[Start QUOTED PASSAGE]

FAIR!: Undocumented APIs already with us, more dialogue needed

Travis Quezon April 8, 2016 0
Marissa Vichayapai works a FAIR! booth. For those seeking immigration assistance and came to the US before the age of 16 and were under the age of 31 in 2012, FAIR! offers safe, confidential, and professional assistance. Visit itshouldbefair.com for more information.• Courtesy Photo

Marissa Vichayapai works a FAIR! booth. For those seeking immigration assistance and came to the US before the age of 16 and were under the age of 31 in 2012, FAIR! offers safe, confidential, and professional assistance. Visit itshouldbefair.com for more information.• Courtesy Photo

As millions of undocumented immigrants await the U.S. Supreme Court’s decision on United States v. Texas, organizations like 21 Progress are continuing to provide support to Deferred Action for Childhood Arrivals (DACA) eligible youth and families. The International Examiner caught up with Marissa Vichayapai, 21 Progress’ Asian & Pacific Islander DACA WA State Coordinator and FAIR! Organizing Director, to talk about the work that is being done for undocumented API immigrants.

International Examiner: So many people who were putting their faith in the implementation of the expanded Deferred Action Childhood Arrivals (DACA) and Deferred Action for Parents of Americans and Lawful Permanent Residents (DAPA) initiatives are waiting in limbo for the U.S. Supreme Court decision in April. What do people need to know about this decision and its ramifications, particularly for the API community?

Marissa Vichayapai: To give some additional information, expanded DACA and DAPA, are two proposed federal programs that were scheduled to launch in February 2015. However, an anti-immigrant judge from Texas claimed that DACA and DAPA are unconstitutional and a burden to their state. This judge then filed a lawsuit. Decisions from that lawsuit are still pending the U.S. Supreme Court’s Ruling. If passed, expanded DACA and DAPA would allow approximately 4.9 million eligible undocumented immigrants temporary protection from deportation along with other similar benefits as the current DACA program.

Marissa Vichayapai. • Courtesy Photo

Marissa Vichayapai. • Courtesy Photo

For the API community, being able to enroll in a program like expanded DACA and DAPA is one that affects many individuals. According to Professor Wong’s 2014 findings, 40% of the undocumented individuals residing in Washington State are eligible for either the DACA or DAPA programs. Furthermore, of that eligible population, 75% would be eligible for DAPA while 25% are eligible for DACA. So, if the Supreme Court fails to rule in favor of the DAPA program, this would mean that the majority of the undocumented eligible community would remain without protection and access to resources they need and deserve.

Additionally, mixed status families continue live with real threats to their safety and livelihood, one of which is the threat to their family unit. Without protection for all members of the family, the children of DAPA eligible parents risk growing up without their mothers and fathers. This fear is rooted in an ever-increasing reality as deportation and removals of undocumented immigrants have been on the rise.

IE: What kind of work has FAIR! been doing to get folks ready for the decision?

MV: There have been a few different efforts, but first and foremost, people need to know that DAPA is a resource that is available to undocumented immigrants. Due to inaccurate perceptions of the DAPA and DACA programs and lack of access to in-language materials, the work requires bringing a higher level of exposure and discussion to the rights and resources for undocumented APIs. By highlighting and talking about this issue, through workshops and trainings with API serving organizations, we have faith the information about these resources will make its way to the people who are in most need.

[End QUOTED PASSAGE]
[Start PROVIDED RECORDS]

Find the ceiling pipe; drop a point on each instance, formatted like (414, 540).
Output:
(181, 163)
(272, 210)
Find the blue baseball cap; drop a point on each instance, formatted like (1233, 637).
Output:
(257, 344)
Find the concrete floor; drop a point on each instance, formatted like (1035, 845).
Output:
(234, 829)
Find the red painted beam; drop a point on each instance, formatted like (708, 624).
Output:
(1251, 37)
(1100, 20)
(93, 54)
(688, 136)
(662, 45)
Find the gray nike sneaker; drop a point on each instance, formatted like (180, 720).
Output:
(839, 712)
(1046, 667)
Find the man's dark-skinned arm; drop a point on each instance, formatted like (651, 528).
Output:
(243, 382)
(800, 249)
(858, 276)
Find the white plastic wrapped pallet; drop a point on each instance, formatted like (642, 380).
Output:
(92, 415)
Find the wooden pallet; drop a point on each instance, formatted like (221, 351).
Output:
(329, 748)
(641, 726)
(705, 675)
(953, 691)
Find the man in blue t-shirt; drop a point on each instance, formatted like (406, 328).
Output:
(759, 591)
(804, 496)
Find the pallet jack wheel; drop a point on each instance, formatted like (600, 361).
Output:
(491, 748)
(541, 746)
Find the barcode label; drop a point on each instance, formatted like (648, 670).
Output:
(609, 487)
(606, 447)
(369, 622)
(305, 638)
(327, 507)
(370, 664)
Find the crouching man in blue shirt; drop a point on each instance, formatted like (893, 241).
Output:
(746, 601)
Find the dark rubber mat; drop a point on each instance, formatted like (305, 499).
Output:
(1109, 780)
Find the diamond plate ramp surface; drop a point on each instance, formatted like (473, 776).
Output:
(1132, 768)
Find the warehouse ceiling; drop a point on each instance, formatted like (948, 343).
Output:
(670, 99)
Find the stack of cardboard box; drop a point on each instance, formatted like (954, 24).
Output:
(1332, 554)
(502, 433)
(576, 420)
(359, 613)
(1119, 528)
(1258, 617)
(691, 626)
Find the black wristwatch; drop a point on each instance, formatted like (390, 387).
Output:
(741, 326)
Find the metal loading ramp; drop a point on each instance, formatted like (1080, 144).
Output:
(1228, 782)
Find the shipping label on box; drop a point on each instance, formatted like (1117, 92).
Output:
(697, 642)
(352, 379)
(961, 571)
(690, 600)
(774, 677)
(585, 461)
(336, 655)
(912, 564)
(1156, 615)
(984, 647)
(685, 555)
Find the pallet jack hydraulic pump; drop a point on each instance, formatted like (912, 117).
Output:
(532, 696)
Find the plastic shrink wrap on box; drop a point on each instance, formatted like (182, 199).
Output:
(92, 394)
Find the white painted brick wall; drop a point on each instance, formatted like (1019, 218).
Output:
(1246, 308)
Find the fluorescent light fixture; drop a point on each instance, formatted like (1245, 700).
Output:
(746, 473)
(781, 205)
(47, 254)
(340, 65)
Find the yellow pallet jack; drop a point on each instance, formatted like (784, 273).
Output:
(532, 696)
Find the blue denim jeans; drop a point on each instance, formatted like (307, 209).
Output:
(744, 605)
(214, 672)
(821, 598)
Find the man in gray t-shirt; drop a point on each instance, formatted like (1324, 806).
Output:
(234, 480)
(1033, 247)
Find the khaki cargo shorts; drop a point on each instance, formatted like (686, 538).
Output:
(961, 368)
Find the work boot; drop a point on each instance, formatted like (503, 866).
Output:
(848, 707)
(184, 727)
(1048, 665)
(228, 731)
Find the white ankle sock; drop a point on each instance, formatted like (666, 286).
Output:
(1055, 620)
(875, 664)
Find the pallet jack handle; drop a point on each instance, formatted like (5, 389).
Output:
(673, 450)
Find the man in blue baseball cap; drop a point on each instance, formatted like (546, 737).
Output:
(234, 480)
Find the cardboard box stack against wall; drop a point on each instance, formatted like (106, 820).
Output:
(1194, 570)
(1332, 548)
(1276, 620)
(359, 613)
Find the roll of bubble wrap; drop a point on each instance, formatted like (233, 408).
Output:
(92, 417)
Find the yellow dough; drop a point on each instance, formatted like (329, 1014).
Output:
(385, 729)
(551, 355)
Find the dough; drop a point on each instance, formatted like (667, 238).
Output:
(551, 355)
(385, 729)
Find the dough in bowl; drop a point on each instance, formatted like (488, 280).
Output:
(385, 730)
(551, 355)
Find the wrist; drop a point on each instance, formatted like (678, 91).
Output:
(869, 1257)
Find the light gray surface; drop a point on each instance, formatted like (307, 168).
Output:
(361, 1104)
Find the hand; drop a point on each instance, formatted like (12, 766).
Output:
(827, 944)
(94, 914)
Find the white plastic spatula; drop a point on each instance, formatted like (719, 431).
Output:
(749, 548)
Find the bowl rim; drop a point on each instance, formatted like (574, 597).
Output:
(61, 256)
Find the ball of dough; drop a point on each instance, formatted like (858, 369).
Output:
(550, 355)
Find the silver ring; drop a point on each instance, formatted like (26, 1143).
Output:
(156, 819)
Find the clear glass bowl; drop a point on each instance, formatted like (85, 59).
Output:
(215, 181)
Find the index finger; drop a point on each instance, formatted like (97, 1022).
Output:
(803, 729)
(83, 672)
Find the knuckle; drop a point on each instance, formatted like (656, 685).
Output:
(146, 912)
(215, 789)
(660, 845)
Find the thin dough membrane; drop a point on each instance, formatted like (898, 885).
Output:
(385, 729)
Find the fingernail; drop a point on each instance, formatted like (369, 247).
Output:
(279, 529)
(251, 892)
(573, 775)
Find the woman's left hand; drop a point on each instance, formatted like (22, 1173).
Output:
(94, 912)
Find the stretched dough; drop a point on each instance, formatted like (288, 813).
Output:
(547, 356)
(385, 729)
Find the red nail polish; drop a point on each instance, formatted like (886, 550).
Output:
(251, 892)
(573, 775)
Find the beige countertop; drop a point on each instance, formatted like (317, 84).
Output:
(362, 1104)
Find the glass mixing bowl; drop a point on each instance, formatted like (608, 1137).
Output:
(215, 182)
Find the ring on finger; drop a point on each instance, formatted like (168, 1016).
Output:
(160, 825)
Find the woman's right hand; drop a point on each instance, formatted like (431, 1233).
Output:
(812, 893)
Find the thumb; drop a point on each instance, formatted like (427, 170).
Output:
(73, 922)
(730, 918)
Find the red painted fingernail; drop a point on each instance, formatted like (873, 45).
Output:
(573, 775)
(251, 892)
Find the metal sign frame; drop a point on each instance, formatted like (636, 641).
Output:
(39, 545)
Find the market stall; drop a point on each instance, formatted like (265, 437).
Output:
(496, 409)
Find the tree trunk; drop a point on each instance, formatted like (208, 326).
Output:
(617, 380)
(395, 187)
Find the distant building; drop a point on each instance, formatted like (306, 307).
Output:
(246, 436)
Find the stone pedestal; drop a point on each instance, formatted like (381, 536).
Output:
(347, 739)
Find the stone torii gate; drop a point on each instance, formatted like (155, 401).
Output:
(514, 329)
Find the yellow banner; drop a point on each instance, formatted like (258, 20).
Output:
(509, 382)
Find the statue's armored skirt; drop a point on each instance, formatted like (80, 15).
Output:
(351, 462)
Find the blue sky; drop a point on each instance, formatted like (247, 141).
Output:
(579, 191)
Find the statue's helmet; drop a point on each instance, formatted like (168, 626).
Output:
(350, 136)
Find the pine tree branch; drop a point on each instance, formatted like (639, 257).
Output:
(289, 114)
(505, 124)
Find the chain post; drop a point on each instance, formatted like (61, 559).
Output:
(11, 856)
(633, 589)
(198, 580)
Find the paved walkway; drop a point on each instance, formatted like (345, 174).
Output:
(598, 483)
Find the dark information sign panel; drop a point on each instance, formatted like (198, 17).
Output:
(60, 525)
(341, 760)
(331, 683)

[End PROVIDED RECORDS]

WORK TO BE COMPLETED: Summarize the interview about expanded DACA and DAPA in two sentences.

SOLUTION FOR THIS PROBLEM: Marissa Vichayapai of 21 Progress and FAIR! explains that expanded DACA and DAPA, two federal programs scheduled to launch in February 2015, are waiting on a U.S. Supreme Court ruling in a lawsuit brought from Texas, and that if they pass they would give about 4.9 million eligible undocumented immigrants temporary protection from deportation. She says a ruling against DAPA would leave most of the eligible undocumented community, including mixed status families, without protection, and that FAIR! is addressing inaccurate perceptions and a lack of in-language materials through workshops and trainings with API serving organizations.